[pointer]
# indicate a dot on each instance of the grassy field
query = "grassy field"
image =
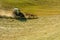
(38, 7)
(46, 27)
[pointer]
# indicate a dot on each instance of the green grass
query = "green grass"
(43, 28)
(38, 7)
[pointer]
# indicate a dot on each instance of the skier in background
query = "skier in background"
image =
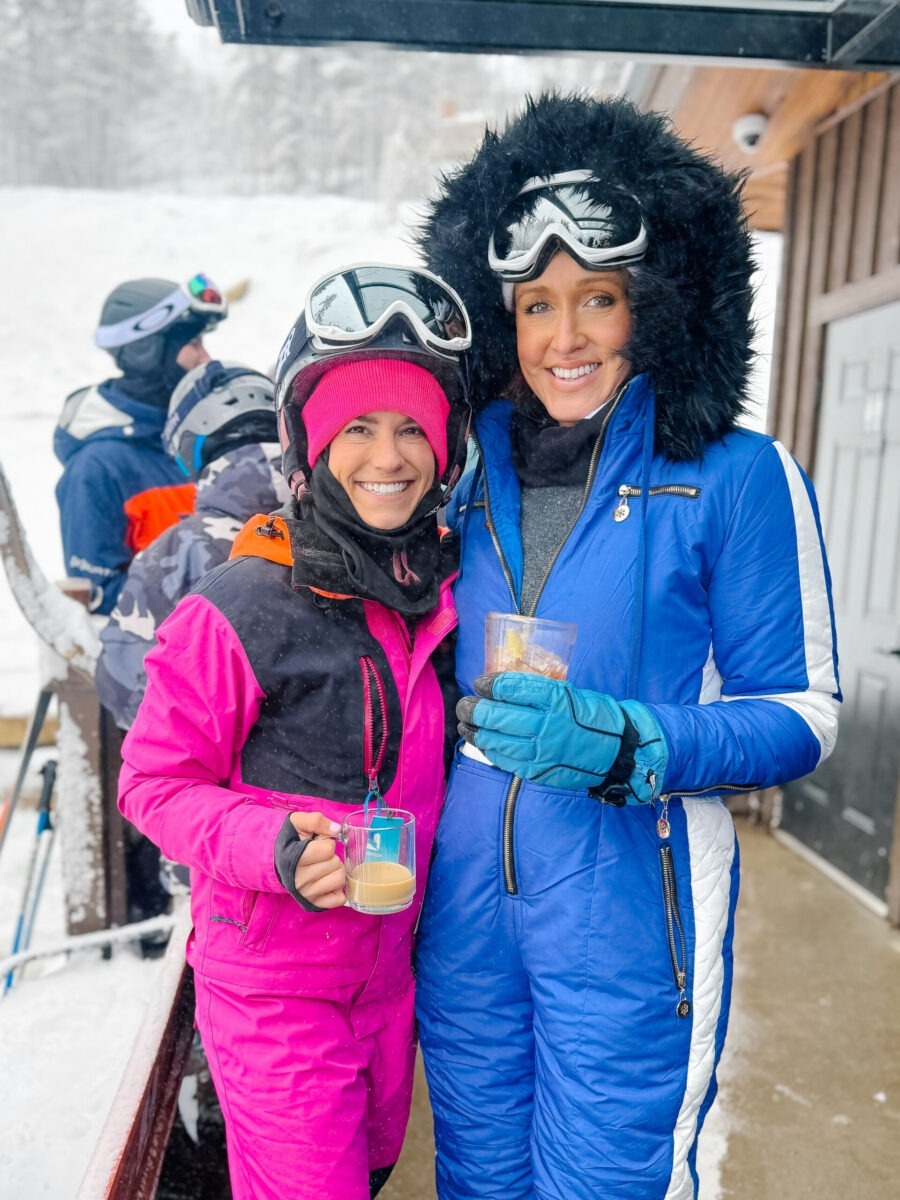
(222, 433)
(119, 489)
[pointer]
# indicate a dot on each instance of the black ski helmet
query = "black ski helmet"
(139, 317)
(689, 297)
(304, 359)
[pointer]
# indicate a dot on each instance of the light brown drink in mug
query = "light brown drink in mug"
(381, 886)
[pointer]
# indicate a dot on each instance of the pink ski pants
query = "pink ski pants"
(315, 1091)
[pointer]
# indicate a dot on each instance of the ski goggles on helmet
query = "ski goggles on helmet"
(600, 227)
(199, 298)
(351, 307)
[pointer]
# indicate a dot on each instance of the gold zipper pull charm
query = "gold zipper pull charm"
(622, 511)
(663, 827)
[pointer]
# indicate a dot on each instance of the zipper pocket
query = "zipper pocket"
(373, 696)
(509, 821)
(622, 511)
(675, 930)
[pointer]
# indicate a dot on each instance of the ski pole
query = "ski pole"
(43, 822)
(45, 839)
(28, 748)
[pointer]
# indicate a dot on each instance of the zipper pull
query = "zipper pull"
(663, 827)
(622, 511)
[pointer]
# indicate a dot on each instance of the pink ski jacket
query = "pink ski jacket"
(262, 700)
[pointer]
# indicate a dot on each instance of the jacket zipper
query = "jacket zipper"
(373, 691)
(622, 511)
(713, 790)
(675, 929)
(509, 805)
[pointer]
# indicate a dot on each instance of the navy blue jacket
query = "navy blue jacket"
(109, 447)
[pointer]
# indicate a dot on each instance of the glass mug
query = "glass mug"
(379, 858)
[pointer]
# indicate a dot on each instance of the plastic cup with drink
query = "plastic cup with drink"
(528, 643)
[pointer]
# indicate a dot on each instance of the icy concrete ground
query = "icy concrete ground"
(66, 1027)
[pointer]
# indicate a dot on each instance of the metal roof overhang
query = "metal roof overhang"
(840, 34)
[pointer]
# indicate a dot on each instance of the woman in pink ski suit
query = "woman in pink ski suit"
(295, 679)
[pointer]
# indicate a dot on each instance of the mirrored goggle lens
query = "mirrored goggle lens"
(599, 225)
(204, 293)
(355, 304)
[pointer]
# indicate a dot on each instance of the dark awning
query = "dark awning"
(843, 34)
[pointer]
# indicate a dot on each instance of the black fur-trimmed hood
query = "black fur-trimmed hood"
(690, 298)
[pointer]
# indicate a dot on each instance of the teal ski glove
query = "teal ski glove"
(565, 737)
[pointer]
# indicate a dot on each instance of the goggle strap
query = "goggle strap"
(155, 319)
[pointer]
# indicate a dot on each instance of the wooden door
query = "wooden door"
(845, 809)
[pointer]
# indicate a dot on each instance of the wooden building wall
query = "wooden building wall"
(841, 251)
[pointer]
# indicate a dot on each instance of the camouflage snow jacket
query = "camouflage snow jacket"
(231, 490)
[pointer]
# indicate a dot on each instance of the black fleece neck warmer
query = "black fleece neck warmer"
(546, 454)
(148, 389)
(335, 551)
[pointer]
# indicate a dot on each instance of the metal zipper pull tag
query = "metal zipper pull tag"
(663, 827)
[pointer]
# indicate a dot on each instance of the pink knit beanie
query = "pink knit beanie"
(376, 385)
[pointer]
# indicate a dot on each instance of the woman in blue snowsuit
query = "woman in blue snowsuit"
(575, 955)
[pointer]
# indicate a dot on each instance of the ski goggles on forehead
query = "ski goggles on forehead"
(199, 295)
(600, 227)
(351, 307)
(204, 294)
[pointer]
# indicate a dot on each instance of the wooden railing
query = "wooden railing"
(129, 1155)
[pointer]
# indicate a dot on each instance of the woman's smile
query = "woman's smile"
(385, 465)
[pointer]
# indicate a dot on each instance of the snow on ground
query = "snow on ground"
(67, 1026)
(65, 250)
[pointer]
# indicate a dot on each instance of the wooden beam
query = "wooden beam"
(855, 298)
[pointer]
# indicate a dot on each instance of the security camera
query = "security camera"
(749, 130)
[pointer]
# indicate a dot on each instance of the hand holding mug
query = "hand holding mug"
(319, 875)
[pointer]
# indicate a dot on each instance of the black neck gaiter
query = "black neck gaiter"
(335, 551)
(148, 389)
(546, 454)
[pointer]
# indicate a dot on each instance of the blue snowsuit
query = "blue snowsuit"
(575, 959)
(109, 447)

:::

TASK BRIEF
Copy every entry exactly as written. Pictures are excluded.

WRITTEN ANSWER
[pointer]
# indicate a dot on each instance of the grassy field
query = "grassy field"
image =
(38, 7)
(46, 27)
[pointer]
# indicate a dot on each instance of the green grass
query = "green grass"
(43, 28)
(38, 7)
[pointer]
# indicate a dot on each instance of the skier in background
query = "skier in background"
image =
(222, 433)
(119, 489)
[pointer]
# indicate a dot on each instance of the black ski helmet
query = "black ski helmet"
(139, 317)
(689, 297)
(304, 359)
[pointer]
# indicate a dot on each instance of the light brown drink in mug
query = "light brown drink in mug"
(381, 886)
[pointer]
# indicate a dot on each instance of the pink ski pants
query = "pink ski pants"
(315, 1091)
[pointer]
# indicate a dot on each instance of the ski goggles on helmet
query = "ski goggles on helmet"
(600, 227)
(199, 298)
(351, 307)
[pointer]
# indicate a dot on each instance of the gold zipper pull charm
query = "gold zipper pull charm"
(622, 511)
(663, 827)
[pointer]
# indicate a dot on each instance of the zipper pocket
query = "zipper pocket"
(373, 696)
(509, 821)
(622, 511)
(675, 930)
[pointer]
# indicate a dot on each instance of the ski pole
query = "ski pole"
(43, 822)
(45, 839)
(28, 748)
[pointer]
# indicate a dot on each instance of the zipper pull
query = "zipper pull"
(663, 827)
(622, 511)
[pointer]
# indicate a dot on each instance of the pink ski jacket
query = "pink ski jacket"
(262, 700)
[pointer]
# indicate a dot on each instance of the jacket zipper
query = "jacket zipper"
(373, 691)
(622, 511)
(713, 790)
(675, 929)
(509, 805)
[pointer]
# indicate a dot on each instance of the navy blue jacket
query = "navy blue jacket"
(109, 447)
[pointer]
# indicate a dot on each instance of the glass mug
query = "glass mug"
(379, 858)
[pointer]
# indicate a dot on each instance of the plastic cup with drink
query = "plastic cup with drink"
(528, 643)
[pointer]
# indicate a dot on each instance of the icy concrete ground
query = "icy concrete ground"
(66, 1027)
[pointer]
# indicate a dot on each instance of the metal roof overhang
query = "metal roof overhang"
(840, 34)
[pointer]
# indicate a dot on each instance of the woman in pink ski suit
query = "woman in pink ski suit"
(295, 679)
[pointer]
# indicate a dot on each instance of the mirrored goggle lens
query = "mirrored goggle lens"
(599, 225)
(204, 293)
(355, 304)
[pointer]
# indicate a dot on each instance of the dark awning
query = "dark awning"
(843, 34)
[pointer]
# indicate a dot on each instance of the black fur-trimmed hood
query = "black fur-trimmed hood"
(690, 298)
[pointer]
# indicate a dot on each instance of the teal ski glove
query = "teal ski glove"
(565, 737)
[pointer]
# indicate a dot on each instance of the goggle strap
query = "goggle strap"
(155, 319)
[pointer]
# indicate a dot on each instance of the wooden door
query = "wooden door"
(845, 809)
[pointer]
# indicate a dot on each instance of the wooden building wall
query = "wooden building wall"
(841, 251)
[pointer]
# indicate a dot on each instance of the camouflage snow jacket
query = "camouflage snow jacket"
(231, 490)
[pointer]
# indicate a dot on each instance of the black fleece neck warmer
query = "black fleece neck warmer"
(546, 454)
(148, 389)
(335, 551)
[pointer]
# indicate a dot on each instance of the metal zipper pull tag
query = "metal zipper pull tag"
(663, 827)
[pointer]
# indicate a dot on each instance of the pink knit beanie
query = "pink knit beanie"
(376, 385)
[pointer]
# indicate a dot on each instance of the woman in blue snowsuit
query = "woman in blue snowsuit"
(575, 955)
[pointer]
# indicate a dot on each instance of the ski goggles on forehead
query = "ski goggles on forehead"
(199, 295)
(600, 227)
(351, 307)
(204, 294)
[pointer]
# indicate a dot on each instance of the wooden railing
query = "wooden railing"
(129, 1155)
[pointer]
# indicate a dot on each instance of the woman's smile
query = "woman's smile"
(385, 465)
[pointer]
# indicate a dot on each instance of the snow on ground
query = "snow on ground"
(67, 1026)
(65, 250)
[pointer]
# indicate a dot on each instance of the wooden beam
query = "wooden beam"
(855, 298)
[pointer]
# indicate a dot on each instance of the security camera
query = "security camera"
(749, 130)
[pointer]
# indicate a dot on each instance of the hand holding mug
query = "hand holding mug"
(319, 875)
[pointer]
# indicate a dot on each instance of the black neck gaiter
query = "black neck gaiter"
(335, 551)
(148, 389)
(546, 454)
[pointer]
# indicate a dot on each instance of the blue snowsuit
query = "blue snowsuit"
(575, 959)
(109, 447)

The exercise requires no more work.